Pick up the law firm's class action press release where it stops and keep writing it.

- **Selected excerpt**:
□ □ □ □ □

GPS, NEO & NBEV Class Action Reminders: Bronstein, Gewirtz & Grossman, LLC, A Successful Firm, Reminds Investors of Deadlines and to Actively Participate
NEW YORK, Dec. 29, 2022 (GLOBE NEWSWIRE) -- Attorney Advertising -- Bronstein, Gewirtz & Grossman, LLC reminds investors that a class action lawsuit has been filed against the following publicly-traded companies. You can review a copy of the Complaints by visiting the links below or you may contact Peretz Bronstein, Esq. or his Law Clerk and Client Relations Manager, Yael Nathanson of Bronstein, Gewirtz & Grossman, LLC at 212-697-6484. If you suffered a loss, you can request that the Court appoint you as lead plaintiff. Your ability to share in any recovery doesn’t require that you serve as a lead plaintiff. A lead plaintiff acts on behalf of all other class members in directing the litigation. The lead plaintiff can select a law firm of its choice. An investor’s ability to share in any potential future recovery is not dependent upon serving as lead plaintiff.
The Gap, Inc. (NYSE: GPS)

□ □ □ □ □

- **Provided material**:
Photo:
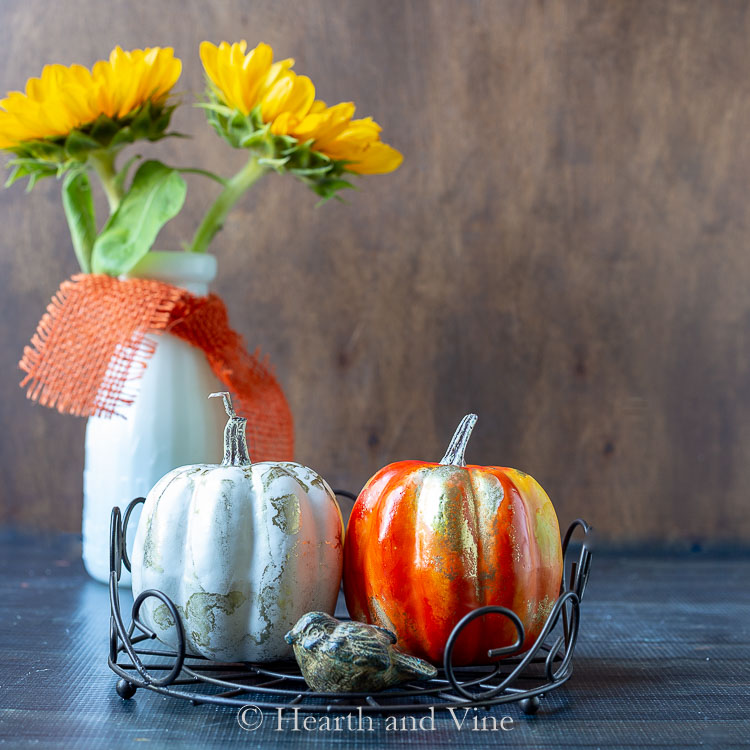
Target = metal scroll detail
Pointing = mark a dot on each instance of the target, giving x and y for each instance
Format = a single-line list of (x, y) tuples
[(522, 677)]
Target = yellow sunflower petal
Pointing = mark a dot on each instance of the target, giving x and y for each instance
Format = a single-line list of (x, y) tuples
[(63, 98), (377, 158)]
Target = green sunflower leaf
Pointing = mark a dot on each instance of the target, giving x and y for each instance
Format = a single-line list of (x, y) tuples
[(156, 196), (78, 203)]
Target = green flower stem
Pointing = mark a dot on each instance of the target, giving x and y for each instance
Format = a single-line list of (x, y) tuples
[(104, 165), (217, 214)]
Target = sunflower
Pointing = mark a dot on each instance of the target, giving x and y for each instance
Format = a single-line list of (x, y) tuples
[(257, 103), (68, 112)]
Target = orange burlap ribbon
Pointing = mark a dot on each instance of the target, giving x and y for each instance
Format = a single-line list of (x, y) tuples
[(81, 356)]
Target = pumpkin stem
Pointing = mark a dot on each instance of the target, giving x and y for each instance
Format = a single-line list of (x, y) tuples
[(454, 456), (235, 441)]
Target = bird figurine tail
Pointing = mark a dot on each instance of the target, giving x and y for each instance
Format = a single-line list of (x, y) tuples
[(410, 667)]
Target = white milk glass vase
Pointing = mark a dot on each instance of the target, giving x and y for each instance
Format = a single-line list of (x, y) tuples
[(170, 423)]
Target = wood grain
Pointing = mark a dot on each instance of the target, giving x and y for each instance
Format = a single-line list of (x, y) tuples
[(564, 251)]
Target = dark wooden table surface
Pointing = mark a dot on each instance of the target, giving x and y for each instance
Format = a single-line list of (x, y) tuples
[(663, 660)]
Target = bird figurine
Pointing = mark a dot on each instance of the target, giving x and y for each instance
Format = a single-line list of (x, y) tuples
[(351, 657)]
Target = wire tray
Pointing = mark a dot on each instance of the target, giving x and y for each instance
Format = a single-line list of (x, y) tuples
[(520, 677)]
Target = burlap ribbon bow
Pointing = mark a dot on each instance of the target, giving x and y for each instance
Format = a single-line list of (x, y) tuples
[(80, 357)]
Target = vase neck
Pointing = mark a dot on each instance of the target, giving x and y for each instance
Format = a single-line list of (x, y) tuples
[(190, 271)]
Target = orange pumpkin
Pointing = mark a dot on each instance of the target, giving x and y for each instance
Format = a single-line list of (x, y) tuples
[(427, 543)]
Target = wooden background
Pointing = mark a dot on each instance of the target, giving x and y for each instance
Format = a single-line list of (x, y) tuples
[(565, 250)]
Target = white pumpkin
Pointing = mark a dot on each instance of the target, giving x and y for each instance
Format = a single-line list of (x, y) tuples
[(242, 549)]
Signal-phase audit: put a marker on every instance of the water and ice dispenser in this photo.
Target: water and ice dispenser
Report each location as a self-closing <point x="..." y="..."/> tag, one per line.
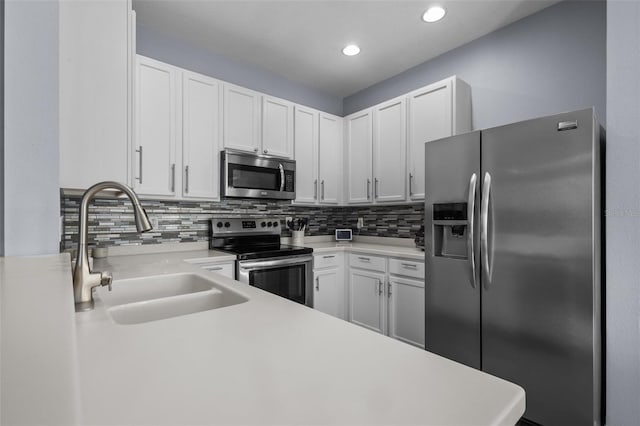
<point x="450" y="227"/>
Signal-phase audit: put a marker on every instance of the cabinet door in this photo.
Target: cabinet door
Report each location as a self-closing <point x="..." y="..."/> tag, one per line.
<point x="406" y="310"/>
<point x="156" y="121"/>
<point x="201" y="134"/>
<point x="330" y="164"/>
<point x="358" y="133"/>
<point x="277" y="127"/>
<point x="389" y="151"/>
<point x="328" y="295"/>
<point x="241" y="118"/>
<point x="95" y="104"/>
<point x="430" y="118"/>
<point x="366" y="307"/>
<point x="306" y="146"/>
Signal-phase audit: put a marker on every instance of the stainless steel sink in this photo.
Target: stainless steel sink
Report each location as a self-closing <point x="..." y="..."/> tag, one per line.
<point x="139" y="300"/>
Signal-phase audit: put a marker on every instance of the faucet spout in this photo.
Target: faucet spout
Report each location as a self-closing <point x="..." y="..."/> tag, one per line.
<point x="84" y="280"/>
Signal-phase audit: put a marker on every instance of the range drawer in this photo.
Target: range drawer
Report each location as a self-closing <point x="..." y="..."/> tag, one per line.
<point x="407" y="268"/>
<point x="365" y="261"/>
<point x="326" y="260"/>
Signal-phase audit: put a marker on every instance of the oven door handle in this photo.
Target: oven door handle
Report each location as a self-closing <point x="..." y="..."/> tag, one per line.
<point x="262" y="264"/>
<point x="281" y="167"/>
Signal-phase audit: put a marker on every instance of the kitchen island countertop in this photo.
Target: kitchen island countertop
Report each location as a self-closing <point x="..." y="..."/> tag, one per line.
<point x="266" y="361"/>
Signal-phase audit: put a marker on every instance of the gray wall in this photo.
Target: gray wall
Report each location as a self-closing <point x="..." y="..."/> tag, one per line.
<point x="31" y="189"/>
<point x="549" y="62"/>
<point x="623" y="213"/>
<point x="2" y="129"/>
<point x="176" y="52"/>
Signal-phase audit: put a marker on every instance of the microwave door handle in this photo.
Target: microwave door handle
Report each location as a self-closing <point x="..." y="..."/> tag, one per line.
<point x="281" y="177"/>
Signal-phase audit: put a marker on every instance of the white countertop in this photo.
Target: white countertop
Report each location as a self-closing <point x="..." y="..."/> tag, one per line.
<point x="266" y="361"/>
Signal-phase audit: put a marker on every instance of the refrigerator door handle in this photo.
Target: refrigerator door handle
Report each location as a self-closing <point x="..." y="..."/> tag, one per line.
<point x="484" y="229"/>
<point x="471" y="207"/>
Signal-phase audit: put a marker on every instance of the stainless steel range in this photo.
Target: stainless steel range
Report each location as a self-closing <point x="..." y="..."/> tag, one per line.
<point x="261" y="261"/>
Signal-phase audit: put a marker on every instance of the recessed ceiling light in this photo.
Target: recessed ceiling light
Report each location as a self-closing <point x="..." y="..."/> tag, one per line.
<point x="351" y="50"/>
<point x="433" y="14"/>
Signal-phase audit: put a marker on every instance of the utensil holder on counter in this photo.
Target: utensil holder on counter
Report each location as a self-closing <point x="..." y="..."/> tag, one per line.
<point x="297" y="238"/>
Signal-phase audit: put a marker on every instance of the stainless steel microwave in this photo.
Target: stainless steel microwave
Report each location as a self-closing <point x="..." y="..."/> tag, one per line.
<point x="245" y="175"/>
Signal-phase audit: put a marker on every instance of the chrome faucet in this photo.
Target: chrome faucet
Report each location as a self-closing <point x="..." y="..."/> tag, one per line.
<point x="84" y="280"/>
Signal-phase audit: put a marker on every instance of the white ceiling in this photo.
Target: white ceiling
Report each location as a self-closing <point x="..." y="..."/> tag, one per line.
<point x="302" y="39"/>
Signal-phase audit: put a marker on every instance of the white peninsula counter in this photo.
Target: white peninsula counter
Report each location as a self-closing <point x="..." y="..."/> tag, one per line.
<point x="265" y="361"/>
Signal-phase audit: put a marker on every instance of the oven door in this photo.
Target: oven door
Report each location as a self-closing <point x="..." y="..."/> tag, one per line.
<point x="289" y="277"/>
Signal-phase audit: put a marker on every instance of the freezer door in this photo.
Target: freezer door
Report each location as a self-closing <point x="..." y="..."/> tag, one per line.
<point x="452" y="294"/>
<point x="540" y="300"/>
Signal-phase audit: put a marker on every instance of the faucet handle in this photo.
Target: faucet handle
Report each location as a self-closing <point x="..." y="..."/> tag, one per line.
<point x="106" y="279"/>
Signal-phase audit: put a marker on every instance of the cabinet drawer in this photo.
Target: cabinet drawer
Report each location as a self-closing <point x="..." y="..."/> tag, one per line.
<point x="326" y="260"/>
<point x="365" y="261"/>
<point x="407" y="268"/>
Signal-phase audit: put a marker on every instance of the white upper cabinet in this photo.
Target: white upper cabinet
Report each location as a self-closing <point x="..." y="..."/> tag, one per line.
<point x="201" y="132"/>
<point x="318" y="149"/>
<point x="330" y="159"/>
<point x="277" y="127"/>
<point x="156" y="121"/>
<point x="241" y="119"/>
<point x="96" y="45"/>
<point x="306" y="149"/>
<point x="436" y="111"/>
<point x="358" y="128"/>
<point x="178" y="132"/>
<point x="389" y="151"/>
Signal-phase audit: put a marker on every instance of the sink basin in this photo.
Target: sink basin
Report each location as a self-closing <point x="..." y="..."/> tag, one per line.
<point x="139" y="300"/>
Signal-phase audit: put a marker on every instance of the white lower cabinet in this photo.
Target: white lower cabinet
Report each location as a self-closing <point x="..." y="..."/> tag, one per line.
<point x="328" y="283"/>
<point x="366" y="299"/>
<point x="406" y="310"/>
<point x="387" y="295"/>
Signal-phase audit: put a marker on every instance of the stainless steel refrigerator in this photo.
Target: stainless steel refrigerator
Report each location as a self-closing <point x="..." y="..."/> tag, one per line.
<point x="513" y="259"/>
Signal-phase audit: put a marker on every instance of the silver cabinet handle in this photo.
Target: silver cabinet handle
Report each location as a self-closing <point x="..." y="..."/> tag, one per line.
<point x="281" y="177"/>
<point x="471" y="206"/>
<point x="173" y="177"/>
<point x="410" y="184"/>
<point x="186" y="179"/>
<point x="139" y="150"/>
<point x="484" y="229"/>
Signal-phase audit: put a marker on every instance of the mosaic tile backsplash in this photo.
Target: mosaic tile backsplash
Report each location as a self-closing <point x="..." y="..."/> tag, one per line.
<point x="111" y="220"/>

□ □ □ □ □

- **Output for this exercise**:
Class Period: November 24, 2021 - July 11, 2022
Deadline: February 3, 2023
For more info: www.bgandg.com/gps1.
The Complaint alleges that throughout the Class Period, Defendants made false and/or misleading statements and/or failed to disclose that: (1) there were execution missteps in size and assortment at Old Navy related to BODEQUALITY which were adversely impacting Old Navy’s margins and financial results; (2) contrary to the Company’s statements, there were inventory risks relating to BODEQUALITY that were actually existing that were adversely affecting the Company’s operations; and as a result (3) the Company’s statements during the Class Period about the historical financial and operational metrics and purported market opportunities did not accurately reflect the actual business, operations, and financial results and trajectory of the Company, and were materially false and misleading, and lacked a factual basis. When the true details entered the market, the lawsuit claims that investors suffered damages.
NeoGenomics, Inc. (NASDAQ: NEO)
Class Period: February 27, 2020 - April 26, 2022
Deadline: February 6, 2023
For more info: www.bgandg.com/neo.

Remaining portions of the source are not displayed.